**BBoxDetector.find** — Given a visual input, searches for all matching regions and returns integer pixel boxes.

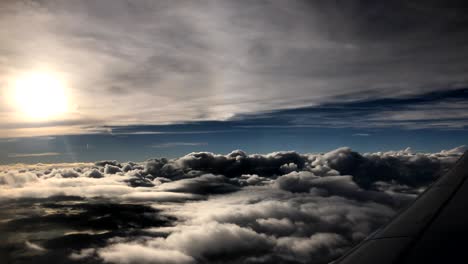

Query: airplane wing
[334,152,468,264]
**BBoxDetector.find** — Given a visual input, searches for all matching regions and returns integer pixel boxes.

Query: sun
[11,72,69,120]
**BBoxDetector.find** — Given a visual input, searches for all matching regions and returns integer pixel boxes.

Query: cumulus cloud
[318,147,454,188]
[276,233,348,262]
[441,145,468,155]
[149,222,274,260]
[0,171,38,187]
[157,174,239,195]
[86,169,104,178]
[0,147,464,264]
[275,171,319,193]
[104,164,122,174]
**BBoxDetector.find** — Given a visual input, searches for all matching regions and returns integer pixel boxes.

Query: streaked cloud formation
[151,142,207,148]
[0,146,464,263]
[1,0,468,137]
[7,152,61,158]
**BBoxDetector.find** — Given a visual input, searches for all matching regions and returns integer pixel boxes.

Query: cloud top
[0,147,463,263]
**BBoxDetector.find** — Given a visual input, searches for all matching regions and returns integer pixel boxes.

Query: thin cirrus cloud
[151,142,208,148]
[0,146,464,263]
[352,133,371,137]
[7,152,62,158]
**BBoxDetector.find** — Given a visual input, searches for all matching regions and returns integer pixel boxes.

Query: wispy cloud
[114,131,231,135]
[25,241,47,252]
[229,88,468,130]
[0,138,18,143]
[352,133,371,137]
[8,152,62,158]
[151,142,208,148]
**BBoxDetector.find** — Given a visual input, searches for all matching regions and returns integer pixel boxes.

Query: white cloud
[7,152,61,158]
[0,147,464,264]
[276,233,348,261]
[148,222,275,259]
[98,244,195,264]
[440,145,468,155]
[25,240,47,252]
[70,248,96,260]
[151,142,208,148]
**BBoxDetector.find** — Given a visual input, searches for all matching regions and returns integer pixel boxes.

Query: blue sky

# What you have to do
Please print every record exactly as written, without the pictures.

# Reply
**BBoxDetector.find** — Given a visual input, searches for all matching regions and returns integer pixel boxes.


Query: airplane wing
[334,152,468,264]
**BBoxDetector.find** — Given a visual input, searches for all matching regions and returns integer pixel boxes.

Query: sun
[11,72,69,120]
**BBoxDetector.find** — Given a visual input, searches for all matching regions and returns integer pixel boxes.

Query: cumulus cloud
[318,147,454,188]
[276,233,348,262]
[441,145,468,155]
[149,222,274,260]
[0,171,38,187]
[157,174,239,195]
[86,169,104,178]
[0,147,464,264]
[275,171,319,193]
[104,164,122,174]
**BBoxDetector.find** — Given a visual input, searches for all matching regions and returns integer pixel boxes.

Query: streaked cloud formation
[151,142,207,148]
[0,146,464,263]
[1,0,468,137]
[7,152,61,158]
**BBoxDetector.find** — Given a visual input, searches for all matching regions and returns integer pixel boxes.

Query: cloud top
[0,147,463,263]
**BBoxDetector.find** — Given a visual input, searches for all matching regions and returns integer pixel boxes.

Query: thin cirrus cloud
[151,142,208,148]
[0,146,464,263]
[352,133,371,137]
[7,152,62,158]
**BBoxDetector.find** — Given a visual input, searches for all matching regions and returns integer pixel boxes.

Query: wispy cloud
[114,131,231,135]
[25,241,47,252]
[229,88,468,130]
[0,138,18,143]
[352,133,371,137]
[8,152,62,158]
[151,142,208,148]
**BBoxDetector.find** — Given a visual input, searches for all matching regions and returns integer pixel boxes.

Query: white cloud
[7,152,61,158]
[0,147,464,264]
[276,233,348,261]
[148,222,275,259]
[98,244,195,264]
[440,145,468,155]
[25,240,47,252]
[70,248,96,260]
[151,142,208,148]
**BBoxDetector.find** — Given a visual input, searches for all matching regions and returns integer pixel boxes.

Query: blue sky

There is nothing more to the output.